Begin at the line containing "[[469, 310]]" in the data below and go on through the line containing "[[774, 625]]", repeating each line exactly; include both ends and no other line.

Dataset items
★ ★ ★ ★ ★
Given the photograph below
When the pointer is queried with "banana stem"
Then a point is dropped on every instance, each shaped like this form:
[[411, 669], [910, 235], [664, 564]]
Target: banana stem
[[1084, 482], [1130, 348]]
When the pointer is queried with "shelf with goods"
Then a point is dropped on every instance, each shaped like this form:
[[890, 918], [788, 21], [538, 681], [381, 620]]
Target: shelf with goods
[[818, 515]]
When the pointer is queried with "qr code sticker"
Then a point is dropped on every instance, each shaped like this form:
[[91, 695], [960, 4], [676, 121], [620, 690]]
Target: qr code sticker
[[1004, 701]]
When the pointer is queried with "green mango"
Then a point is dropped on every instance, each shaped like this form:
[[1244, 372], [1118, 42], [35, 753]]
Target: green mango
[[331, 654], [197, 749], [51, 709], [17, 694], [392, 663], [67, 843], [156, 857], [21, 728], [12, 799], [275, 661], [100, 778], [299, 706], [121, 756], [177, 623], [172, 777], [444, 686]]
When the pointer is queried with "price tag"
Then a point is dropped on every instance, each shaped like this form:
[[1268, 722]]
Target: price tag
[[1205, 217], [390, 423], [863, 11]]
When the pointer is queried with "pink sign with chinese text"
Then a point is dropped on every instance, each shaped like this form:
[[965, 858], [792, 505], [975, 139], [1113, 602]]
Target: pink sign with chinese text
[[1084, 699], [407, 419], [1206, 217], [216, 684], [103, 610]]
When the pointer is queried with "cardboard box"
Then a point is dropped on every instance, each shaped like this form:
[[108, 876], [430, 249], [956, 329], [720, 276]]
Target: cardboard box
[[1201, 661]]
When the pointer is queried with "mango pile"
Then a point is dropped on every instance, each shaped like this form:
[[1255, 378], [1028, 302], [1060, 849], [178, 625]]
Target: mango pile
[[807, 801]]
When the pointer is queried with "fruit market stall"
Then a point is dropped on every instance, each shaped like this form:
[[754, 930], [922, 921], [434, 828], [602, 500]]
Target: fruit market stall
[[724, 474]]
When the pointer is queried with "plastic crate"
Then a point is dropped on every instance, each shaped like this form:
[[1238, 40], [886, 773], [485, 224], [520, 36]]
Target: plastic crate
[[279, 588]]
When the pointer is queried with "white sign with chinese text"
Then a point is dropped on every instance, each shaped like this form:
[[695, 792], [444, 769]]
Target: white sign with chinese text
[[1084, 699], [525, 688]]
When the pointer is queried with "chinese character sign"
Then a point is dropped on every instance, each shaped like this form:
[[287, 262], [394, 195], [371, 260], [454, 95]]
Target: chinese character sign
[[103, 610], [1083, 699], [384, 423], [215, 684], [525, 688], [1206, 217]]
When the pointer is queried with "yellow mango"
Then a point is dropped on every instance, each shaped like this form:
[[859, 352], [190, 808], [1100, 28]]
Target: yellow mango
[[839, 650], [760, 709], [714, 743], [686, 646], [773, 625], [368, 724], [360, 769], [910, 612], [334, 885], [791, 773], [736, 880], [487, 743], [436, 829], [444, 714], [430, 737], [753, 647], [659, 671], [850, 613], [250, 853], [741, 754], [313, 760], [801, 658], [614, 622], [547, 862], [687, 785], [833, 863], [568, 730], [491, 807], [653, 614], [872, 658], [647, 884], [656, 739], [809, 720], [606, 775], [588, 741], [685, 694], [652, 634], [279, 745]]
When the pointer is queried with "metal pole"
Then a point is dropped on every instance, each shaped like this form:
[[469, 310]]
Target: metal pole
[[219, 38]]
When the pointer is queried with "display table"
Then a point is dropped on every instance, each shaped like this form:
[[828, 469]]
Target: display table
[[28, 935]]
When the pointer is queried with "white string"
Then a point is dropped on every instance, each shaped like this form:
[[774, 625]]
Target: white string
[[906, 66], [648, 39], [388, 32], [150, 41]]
★ ★ ★ ★ ★
**The completed task:**
[[469, 310]]
Target: metal pole
[[219, 38]]
When the pointer is queried with "display table"
Then a point is dropped on every instance, each shaped like this form:
[[828, 469]]
Target: display table
[[28, 935]]
When the pointer is queried with "white string"
Then a point is dropped on every instance, each shaped like this form:
[[774, 625]]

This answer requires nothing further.